Opening of the Ferris Wheel at the World’s Columbian Exposition, Chicago, front cover of <i>Scientific American</i>, July 1, 1893 (Linda Hall Library)

Opening of the Ferris Wheel at the World’s Columbian Exposition, Chicago, front cover of Scientific American, July 1, 1893 (Linda Hall Library)

George Washington Ferris

FEBRUARY 14, 2022

Scientist of the Day - George Washington Ferris

George Washington Gale Ferris, Jr., an American engineer, was born Feb. 14, 1859, in Illinois.  After a childhood in Nevada, he attended school in California, and then studied engineering at Rensselaer Polytechnic Institute (RPI) in New York, an institution that turned out many of American's top engineers at the time.  Ferris was interested in the engineering potential of structural steel, and he established a company in Pittsburgh to test structural steel and to build bridges, starting with one over the Monongahela River at 6th St. in Pittsburgh (since demolished, like all of the Pittsburgh river bridges of the 1880s and 1890s).  He was apparently very good at his job and a genius with steel.

In 1891, the World’s Columbian Exposition was getting ready to open on the Midway in Chicago in the spring of 1893, and the Director felt that they lacked a “wow factor”, like the Eiffel tower that made its debut at the Paris Exposition in 1889.  So he issued a challenge to the nation's engineers: what can we build at our Exposition to trump the French?  There were not interested in a tower, even if taller.  Ferris had apparently already had an idea for a vertical wheel to carry sightseers up into the air, but now he began to think more grandly, and he proposed a gigantic version of his wheel to the fair organizers.  There were initial questions about safety, and whether it would work, but Ferris was persuasive, and apparently his idea was better that the proposals of anyone else, and his idea was finally approved.  However, he would have to bear construction costs himself, and even worse, it was now mid-December 1892, and the exposition was set to open four months later.
————————
• [Brief 1] Please reproduce the Ferris article starting with "George Washington Gale" and going on through "genius with steel.", swapping "structural steel" for "wrought iron".
• [Brief 2] According to the Ferris article, at which institution did Ferris study engineering?
• [Brief 3] Pick up the Ferris article after its final sentence and keep writing.
————————
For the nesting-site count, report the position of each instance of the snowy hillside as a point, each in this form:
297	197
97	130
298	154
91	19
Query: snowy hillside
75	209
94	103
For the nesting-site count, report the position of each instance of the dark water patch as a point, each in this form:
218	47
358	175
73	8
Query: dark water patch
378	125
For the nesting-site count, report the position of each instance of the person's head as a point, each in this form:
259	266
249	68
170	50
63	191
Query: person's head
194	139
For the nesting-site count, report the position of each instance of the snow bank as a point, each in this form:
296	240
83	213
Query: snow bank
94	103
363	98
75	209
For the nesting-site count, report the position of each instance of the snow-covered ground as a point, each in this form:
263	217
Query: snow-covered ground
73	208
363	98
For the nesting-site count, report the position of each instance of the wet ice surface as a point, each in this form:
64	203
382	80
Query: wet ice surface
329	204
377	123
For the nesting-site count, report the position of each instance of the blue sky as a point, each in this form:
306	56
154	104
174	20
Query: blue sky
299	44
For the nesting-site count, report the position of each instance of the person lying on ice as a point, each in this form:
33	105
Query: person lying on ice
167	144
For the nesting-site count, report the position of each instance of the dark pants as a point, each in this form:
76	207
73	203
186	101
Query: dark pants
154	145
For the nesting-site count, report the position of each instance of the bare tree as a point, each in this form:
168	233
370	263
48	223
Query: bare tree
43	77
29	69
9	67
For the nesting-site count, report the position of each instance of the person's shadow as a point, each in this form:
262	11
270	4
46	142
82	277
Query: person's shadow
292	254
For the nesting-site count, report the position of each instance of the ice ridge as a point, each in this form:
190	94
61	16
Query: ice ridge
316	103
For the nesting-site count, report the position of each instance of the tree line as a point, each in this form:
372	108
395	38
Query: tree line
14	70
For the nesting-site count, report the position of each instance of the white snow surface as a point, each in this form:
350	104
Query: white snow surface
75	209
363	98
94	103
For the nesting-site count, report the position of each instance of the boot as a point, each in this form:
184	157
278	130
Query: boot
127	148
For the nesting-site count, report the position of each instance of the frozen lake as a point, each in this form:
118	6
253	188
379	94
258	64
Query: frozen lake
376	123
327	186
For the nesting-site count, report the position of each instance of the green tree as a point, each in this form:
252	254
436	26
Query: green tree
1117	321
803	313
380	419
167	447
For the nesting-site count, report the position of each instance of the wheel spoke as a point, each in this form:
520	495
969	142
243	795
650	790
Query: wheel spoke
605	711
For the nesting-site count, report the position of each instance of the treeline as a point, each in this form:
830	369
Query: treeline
————————
• [Task output 1]
George Washington Gale Ferris, Jr., an American engineer, was born Feb. 14, 1859, in Illinois.  After a childhood in Nevada, he attended school in California, and then studied engineering at Rensselaer Polytechnic Institute (RPI) in New York, an institution that turned out many of American's top engineers at the time.  Ferris was interested in the engineering potential of wrought iron, and he established a company in Pittsburgh to test wrought iron and to build bridges, starting with one over the Monongahela River at 6th St. in Pittsburgh (since demolished, like all of the Pittsburgh river bridges of the 1880s and 1890s).  He was apparently very good at his job and a genius with steel.

• [Task output 2] Rensselaer Polytechnic Institute (RPI) in New York.

• [Task output 3]
Incredibly, Ferris raised funds, ordered steel, built foundations, and had the wheel up and running by June 11, 1893, not quite in time for the opening, but still a remarkable feat.  Equally amazing, since there was no precedent for such a gigantic wheel, it worked perfectly – there were no accidents of any kind.  The wheel was what is called a tension wheel, which means it was held together by tension wires, just like a bicycle wheel.  The largest tension wheel that had been built to that time was 30 feet across.  Ferris’s wheel was 250 feet across, carried 36 gondolas, each of which had 40 seats but could carry 60 passengers, and the riders at the top were 264 feet off the ground and could see further than anyone in Chicgo had ever seen before. The main axle was 45 feet long and weighed 45 tons and was the largest piece of forged steel ever fabricated in this country.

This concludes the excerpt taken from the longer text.